— PROVIDED TEXT —
== Segment start ==
He was prolific as a composer of incidental music and film scores, the former including Yerma (García Lorca, 1987), The House of Bernarda Alba (García Lorca, 1989), and Peer Gynt (Ibsen, 1991), all for the National Theater of Iceland, and Death of a Salesman (Miller, 2002) for the Reykjavík City Theater. Among other theatrical works are the chamber opera Rhodymenia Palmata (1992), the ballet score Rauður þráður (Red Thread, 1989), and the children's operas Kalli og sælgætisgerðin (Charlie and the Chocolate Factory, 1993) and Sónata (1994).

Hjálmar wrote on the Icelandic composer Jón Leifs, and his research paved the way for worldwide recognition of Leifs' music, including an ongoing series of recordings on the Swedish BIS Records label. The influence of Leifs can be heard in several of Hjálmar's works, including his choral Ave Maria and the Organ Concerto, which was intended as an homage to Leifs' own Organ Concerto. He co-wrote the screenplay and was musical advisor for the film Tár úr steini (Tears of Stone, 1995), a fictionalised account of Leifs' life and career in Germany. He also wrote the music for the film Kaldaljós (Cold Light, 2004).

His works have been performed by ensembles, including the Iceland Symphony Orchestra, the Reykjavík Chamber Orchestra, and the Choir of Clare College, Cambridge. His works have received a positive reaction in international media such as Gramophone, where Andrew Mellor called his Ave Maria a "stunning ... beautiful, integral piece," while Guy Rickards described the Six Songs on Poems by Stefán Hörður Grímsson as "a tour de force of vocal expression traversing between the tragic and the sardonic."

Hjálmar died of cancer on 13 March 2026, at the age of 73.

== Selected works ==
Hjálmar's works are published by Iceland Music:
- Four Icelandic folk songs, arr. for mixed choir (1982)
- Kvöldvísur um sumarmál (April Night Song) for mixed choir / text: Stefán Hörður Grímsson (1984)
- Ave Maria for mixed choir (1985)
- Five Preludes for piano (1985)
- Yerma, incidental music (1987)
- Mass for choir a cappella (1982–1989)
- Spjótalög (Spear-thrusts) for orchestra (1989)
- Adagio for string sextet (1990)
- Peer Gynt (Pétur Gautur), incidental music (1991)
- Ástarljóð mitt (My Love Song) for soprano and piano / text: Else Lasker-Schüler, trans. Hannes Pétursson (1991)
- Rhodymenia Palmata, chamber opera / text: Halldór Laxness (1992)
- Organ Concerto (1997)
- Vocalise for mezzo-soprano, violin, and piano (1998)
- Í svarthvítu (In Black and White) for orchestra (2000)
== Segment end ==
— WORK ORDER 1 —
According to the passage about the composer Hjálmar, for which theater did he write incidental music for Death of a Salesman?
— WORK ORDER 2 —
Carry on the passage about the composer Hjálmar from its final line.

Data items
== Segment start ==
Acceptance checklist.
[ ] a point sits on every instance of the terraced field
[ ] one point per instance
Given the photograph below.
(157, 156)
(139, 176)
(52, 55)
== Segment end ==
— FINAL ANSWER 1 —
The Reykjavík City Theater.

— FINAL ANSWER 2 —
- Yfir heiðan morgun (Across a Cloudless Morning) for solo cello and orchestra (2009)
- Partita for solo violin (2020)
- Nocturne for electronics, soprano, and alto flute (1977/2022)
- Stilla (Calm) for piano left hand (2022)

== Selected recordings ==
- Kvöldvísur um sumarmál. Kveðið í bjargi, Icelandic Choral Music. The Hamrahlíð Choir, cond. Þorgerður Ingólfsdóttir. Iceland Music Information Center, 1988.
- In Black and White for solo flute. To Manuela. Icelandic Solo Flute Music. Manuela Wiesler, flute. BIS, 1989.
- Mass and other choral works. Hljómeyki, cond. Hjálmar H. Ragnarsson. Iceland Music Information Center, 1991.
- Four Icelandic folk songs (arr.). Íslensk þjóðlög/Icelandic Folk Songs. The Hamrahlíð Choir, cond. Þorgerður Ingólfsdóttir. Iceland Music Information Center, 1993.
- Sónata, "fairy tale opera" for two singers, flute, and harpsichord. Japis, 1995.
- Three Songs from Peer Gynt. Icelandic Songs. Auður Gunnarsdóttir, soprano, Jónas Ingimundarson, piano. Japis, 1999.
- Kvöldvísur um sumarmál. Vorkvæði um Ísland. The Hamrahlíð Choir, cond. Þorgerður Ingólfsdóttir. Smekkleysa, 2002.
- Ave Maria. Ljósið þitt lýsi mér. Hallgrímskirkja Motet Choir, cond. Hörður Áskelsson. Mótettukórinn, 2008.
- Adagio; Vocalise; Tengsl; Movement for string quartet, Six Songs. Reykjavík Chamber Orchestra. Smekkleysa, 2013.
- Ástarljóð mitt; Three Songs from Peer Gynt. Í ást sólar. Hallveig Rúnarsdóttir, soprano, Árni Heimir Ingólfsson, piano. Smekkleysa, 2014.
- Ave Maria. Ice Land: The Eternal Music. Choir of Clare College, Cambridge, dir. Graham Ross. Harmonia Mundi, 2022.
- Partita. De Lumine. Sif Margrét Tulinius, violin. Ulysses Arts, 2024.
- Stilla. Nordlicht. Margarita Höhenrieder, piano, Solo Musica 2024.